- ASSIGNMENT 1:
Reproduce the passage of the Porn Sunday post starting with "Here’s Star News" and going on through "to pornography addiction.".
- ASSIGNMENT 2:
Write what comes next in the post about Lifepoint Church's Porn Sunday simulcast, starting after its final sentence.

━━━ SELECTED TEXT ━━━

“Christians don’t masturbate”

A church just down the road here at Myrtle Grove Middle School, Lifepoint, was one of the only in the area to host an October 7th simulcast of national “Porn Sunday”, a series of sermons from the XXXChurch aimed at porn addicts and featuring such taglines as “Christians don’t masturbate” and “Jesus loves pornstars”.

Here’s Star News blogger Amanda Greene:

I’ve seen a few edgy things coming from Wilmington’s churches, but who knew we’d see a church willing to devote a whole Sunday sermon to pornography addiction.
Whoa!

Yep, Lifepoint Church, an 18-month-old nondenominational church that meets in Myrtle Grove Middle School, is hosting a Porn Sunday simulcast in its 9:30 a.m. and 11 a.m. services on Oct. 7 as part of a national movement to reach out to people who can’t stop looking at varying forms of erotica.

I had a hard time finding this story online at the Star News, but it was published in the print edition a few weeks ago, just before the referred-to Porn Sunday. Here’s the full post.

━━━ SOURCE INFORMATION ━━━

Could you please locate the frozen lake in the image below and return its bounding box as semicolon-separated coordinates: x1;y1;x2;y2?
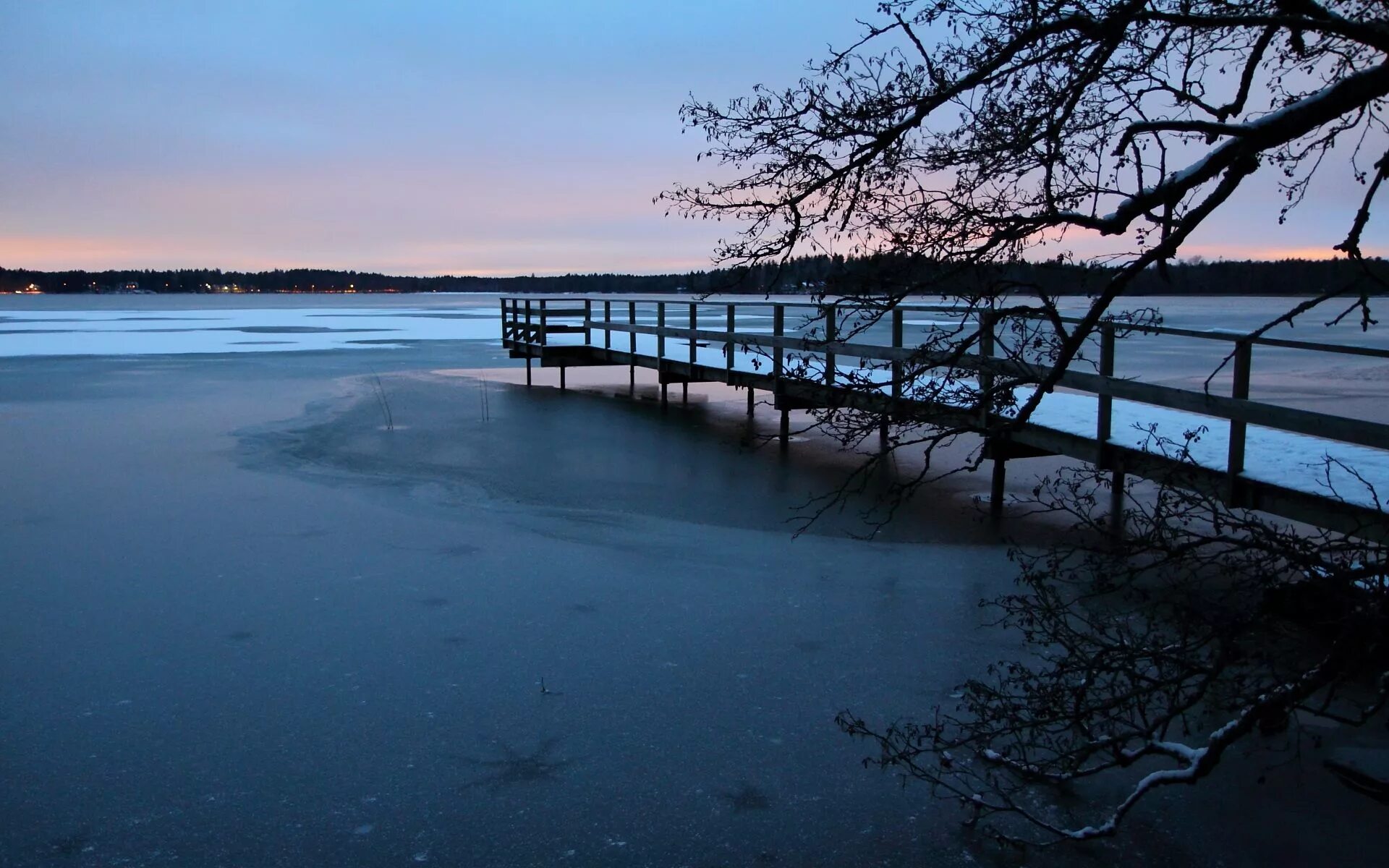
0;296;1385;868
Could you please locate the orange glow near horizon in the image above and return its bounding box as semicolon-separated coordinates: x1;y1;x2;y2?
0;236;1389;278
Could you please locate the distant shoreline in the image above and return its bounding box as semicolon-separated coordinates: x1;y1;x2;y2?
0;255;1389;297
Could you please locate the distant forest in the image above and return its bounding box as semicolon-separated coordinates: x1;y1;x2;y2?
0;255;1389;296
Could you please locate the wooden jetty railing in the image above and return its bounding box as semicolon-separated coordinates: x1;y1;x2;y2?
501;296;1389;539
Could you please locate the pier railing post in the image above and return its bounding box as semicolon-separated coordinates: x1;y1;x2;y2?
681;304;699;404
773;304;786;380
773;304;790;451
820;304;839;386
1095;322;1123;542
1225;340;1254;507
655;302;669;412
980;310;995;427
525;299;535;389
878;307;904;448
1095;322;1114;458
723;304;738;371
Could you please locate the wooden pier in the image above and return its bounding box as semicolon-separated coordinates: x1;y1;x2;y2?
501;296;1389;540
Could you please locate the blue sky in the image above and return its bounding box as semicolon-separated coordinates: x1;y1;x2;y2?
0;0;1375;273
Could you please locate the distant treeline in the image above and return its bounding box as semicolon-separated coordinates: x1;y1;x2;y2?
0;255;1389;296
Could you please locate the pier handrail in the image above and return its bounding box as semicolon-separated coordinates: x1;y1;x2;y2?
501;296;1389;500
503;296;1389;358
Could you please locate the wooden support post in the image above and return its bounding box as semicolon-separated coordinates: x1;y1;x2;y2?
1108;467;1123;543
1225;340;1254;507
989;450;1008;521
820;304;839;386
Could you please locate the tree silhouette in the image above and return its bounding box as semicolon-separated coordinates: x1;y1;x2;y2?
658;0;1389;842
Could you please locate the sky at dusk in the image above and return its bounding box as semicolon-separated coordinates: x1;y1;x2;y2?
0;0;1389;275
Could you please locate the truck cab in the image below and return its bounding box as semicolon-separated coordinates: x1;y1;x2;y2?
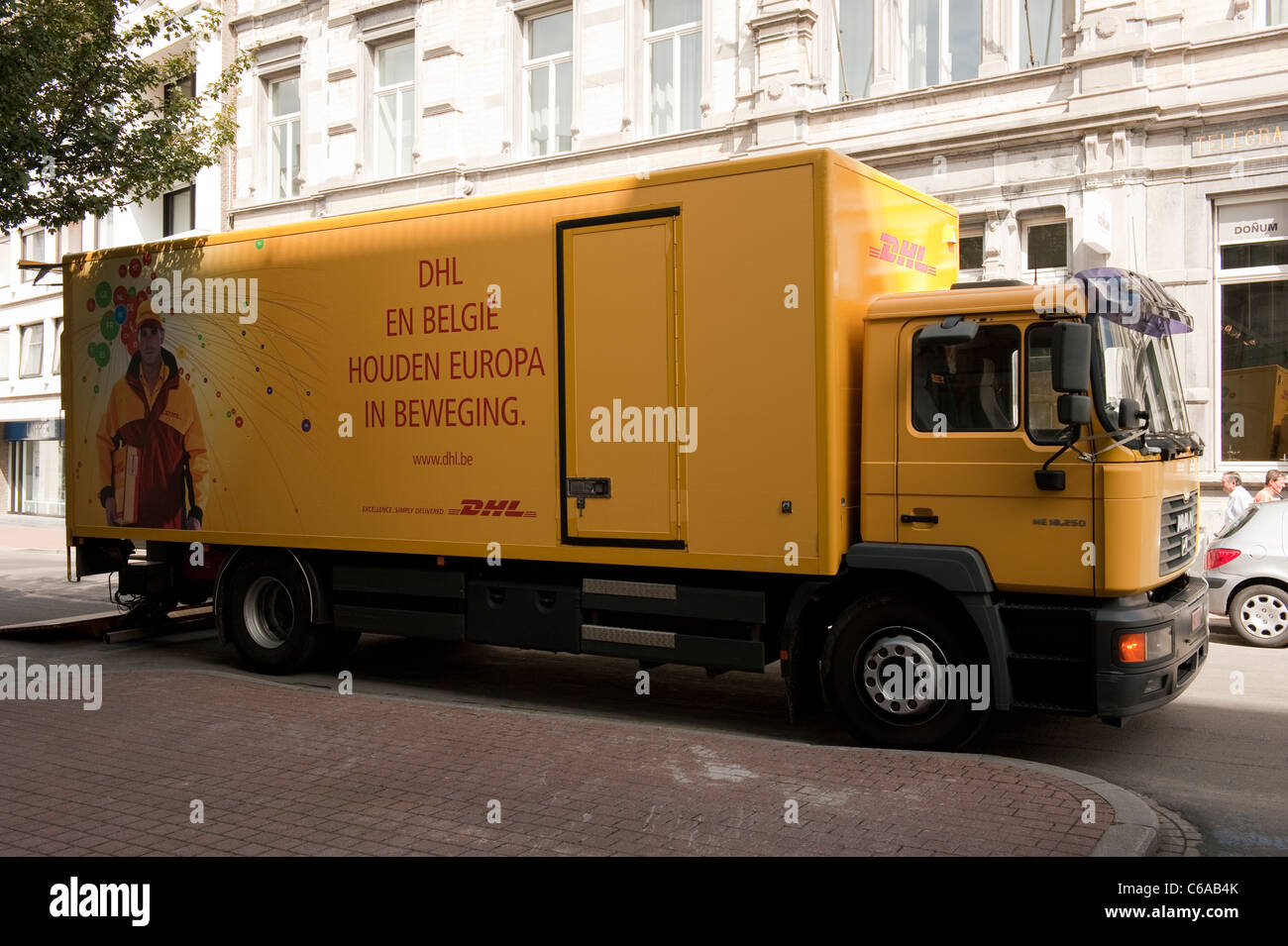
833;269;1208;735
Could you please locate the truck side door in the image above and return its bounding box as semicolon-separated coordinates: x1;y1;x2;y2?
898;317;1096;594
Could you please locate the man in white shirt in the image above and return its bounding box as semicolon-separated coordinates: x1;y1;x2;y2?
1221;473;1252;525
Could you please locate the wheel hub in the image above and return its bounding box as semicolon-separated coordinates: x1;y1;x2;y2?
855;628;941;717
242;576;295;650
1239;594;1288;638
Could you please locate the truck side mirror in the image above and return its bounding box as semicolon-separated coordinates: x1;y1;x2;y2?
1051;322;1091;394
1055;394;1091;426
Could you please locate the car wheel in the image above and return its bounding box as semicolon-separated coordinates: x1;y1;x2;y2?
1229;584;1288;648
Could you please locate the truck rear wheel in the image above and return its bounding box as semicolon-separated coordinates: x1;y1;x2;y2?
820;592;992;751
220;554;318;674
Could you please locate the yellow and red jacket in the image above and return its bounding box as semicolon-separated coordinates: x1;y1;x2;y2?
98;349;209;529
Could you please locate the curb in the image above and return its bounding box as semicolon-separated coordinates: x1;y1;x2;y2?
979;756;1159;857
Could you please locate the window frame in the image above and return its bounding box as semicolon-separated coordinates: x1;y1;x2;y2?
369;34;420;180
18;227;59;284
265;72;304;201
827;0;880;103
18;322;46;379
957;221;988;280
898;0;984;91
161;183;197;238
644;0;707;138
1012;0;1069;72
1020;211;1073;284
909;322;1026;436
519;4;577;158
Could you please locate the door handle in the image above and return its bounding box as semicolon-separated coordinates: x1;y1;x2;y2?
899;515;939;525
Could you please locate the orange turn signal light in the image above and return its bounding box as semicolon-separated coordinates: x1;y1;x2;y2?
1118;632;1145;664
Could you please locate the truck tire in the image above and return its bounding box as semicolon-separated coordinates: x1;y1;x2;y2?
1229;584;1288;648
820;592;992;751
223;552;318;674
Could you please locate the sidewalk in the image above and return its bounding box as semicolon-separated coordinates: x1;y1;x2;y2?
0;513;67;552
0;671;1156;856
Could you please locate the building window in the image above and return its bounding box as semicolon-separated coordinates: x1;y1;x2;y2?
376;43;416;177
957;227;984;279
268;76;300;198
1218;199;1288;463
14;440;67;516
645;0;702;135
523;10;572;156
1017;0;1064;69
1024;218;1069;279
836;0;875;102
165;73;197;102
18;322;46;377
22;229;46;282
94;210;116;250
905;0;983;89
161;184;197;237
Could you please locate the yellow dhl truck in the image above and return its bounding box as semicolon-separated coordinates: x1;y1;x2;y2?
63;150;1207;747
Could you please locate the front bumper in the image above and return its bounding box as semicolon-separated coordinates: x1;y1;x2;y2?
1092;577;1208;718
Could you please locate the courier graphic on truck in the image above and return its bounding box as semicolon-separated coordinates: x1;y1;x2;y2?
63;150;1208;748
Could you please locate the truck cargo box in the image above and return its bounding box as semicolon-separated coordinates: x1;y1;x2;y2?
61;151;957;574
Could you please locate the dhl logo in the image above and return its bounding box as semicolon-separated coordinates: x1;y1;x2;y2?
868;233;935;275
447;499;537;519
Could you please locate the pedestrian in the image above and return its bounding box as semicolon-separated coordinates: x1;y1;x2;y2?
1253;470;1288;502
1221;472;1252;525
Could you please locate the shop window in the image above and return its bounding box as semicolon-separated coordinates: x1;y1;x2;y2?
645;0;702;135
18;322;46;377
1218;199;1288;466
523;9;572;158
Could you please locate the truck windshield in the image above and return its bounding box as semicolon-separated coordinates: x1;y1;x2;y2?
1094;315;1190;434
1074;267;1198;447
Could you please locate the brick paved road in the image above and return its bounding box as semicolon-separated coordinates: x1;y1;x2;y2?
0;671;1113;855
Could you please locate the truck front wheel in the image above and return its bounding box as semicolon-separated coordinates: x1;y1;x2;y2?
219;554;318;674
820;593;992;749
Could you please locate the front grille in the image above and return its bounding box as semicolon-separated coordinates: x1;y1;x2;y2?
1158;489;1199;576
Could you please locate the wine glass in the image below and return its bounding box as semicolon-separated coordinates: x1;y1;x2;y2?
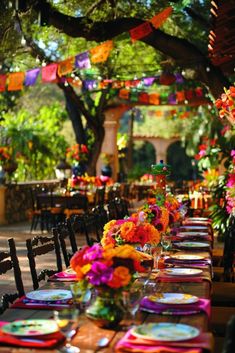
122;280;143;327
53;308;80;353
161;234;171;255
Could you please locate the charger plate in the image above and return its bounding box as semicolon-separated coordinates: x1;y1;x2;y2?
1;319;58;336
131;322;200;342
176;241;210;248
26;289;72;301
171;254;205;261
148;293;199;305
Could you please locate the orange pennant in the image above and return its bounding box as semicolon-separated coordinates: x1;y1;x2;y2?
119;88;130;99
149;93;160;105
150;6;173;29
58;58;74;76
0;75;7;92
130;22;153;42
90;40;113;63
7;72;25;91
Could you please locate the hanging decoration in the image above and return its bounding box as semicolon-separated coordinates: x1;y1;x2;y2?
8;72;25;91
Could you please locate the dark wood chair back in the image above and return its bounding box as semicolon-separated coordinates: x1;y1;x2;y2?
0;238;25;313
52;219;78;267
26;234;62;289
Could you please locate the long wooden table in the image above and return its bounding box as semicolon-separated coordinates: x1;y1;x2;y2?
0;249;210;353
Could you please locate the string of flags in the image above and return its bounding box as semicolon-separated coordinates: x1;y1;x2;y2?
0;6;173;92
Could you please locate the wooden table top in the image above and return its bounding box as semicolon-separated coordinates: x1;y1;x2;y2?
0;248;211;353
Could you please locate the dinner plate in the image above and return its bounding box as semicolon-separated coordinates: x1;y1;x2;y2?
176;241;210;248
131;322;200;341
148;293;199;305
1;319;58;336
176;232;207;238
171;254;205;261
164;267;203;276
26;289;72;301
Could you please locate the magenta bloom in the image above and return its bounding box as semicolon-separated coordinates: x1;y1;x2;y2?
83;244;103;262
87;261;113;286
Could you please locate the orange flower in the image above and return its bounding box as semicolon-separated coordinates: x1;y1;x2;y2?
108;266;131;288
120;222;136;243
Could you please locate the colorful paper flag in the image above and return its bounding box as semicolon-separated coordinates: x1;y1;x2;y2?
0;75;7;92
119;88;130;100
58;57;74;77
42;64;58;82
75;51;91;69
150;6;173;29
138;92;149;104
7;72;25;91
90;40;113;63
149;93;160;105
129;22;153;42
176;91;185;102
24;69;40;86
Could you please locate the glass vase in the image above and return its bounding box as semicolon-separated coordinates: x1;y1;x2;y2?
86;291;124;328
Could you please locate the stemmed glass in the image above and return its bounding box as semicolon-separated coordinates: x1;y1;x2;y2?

━━━

- ANSWER SECTION 1:
Here’s Star News blogger Amanda Greene:

I’ve seen a few edgy things coming from Wilmington’s churches, but who knew we’d see a church willing to devote a whole Sunday sermon to pornography addiction.

- ANSWER SECTION 2:
This entry by ian was posted on Monday, October 22nd, 2007 and is filed under News & Events. You can follow any responses to this entry through the RSS 2.0 feed. You can leave a response, or trackback from your own site.

5 Responses to ““Christians don’t masturbate””

  1. Ranald on October 22nd, 2007 at 8:13 am

    Some questions and an observation: Is there such a thing as an addiction to church, or to religion, or to Christ? Unless someone is doing harm to others, is there anything wrong with an addiction to erotica? As I understand it the church originally forbade masturbation and non-procreational sex because spilling one’s seed was a no-no. But that was 2,000 years ago when populating the earth (with more faithful) was a priority. Today’s overpopulation and competition for resources negates this type of edict. I wonder where Lifepoint Church falls on the issue of birth control? Kudos to Amanda Greene for unearthing this. By the way, Ian, nice Freudian slip in those first four words!

  2. editor on October 22nd, 2007 at 8:16 am

    Aha! It was hard to see that typo. (edited content) -editor

  3. David on October 22nd, 2007 at 12:14 pm

    Hmmm… commendations commendations to the Church! And to Ranald whose “birth control” question is most apt!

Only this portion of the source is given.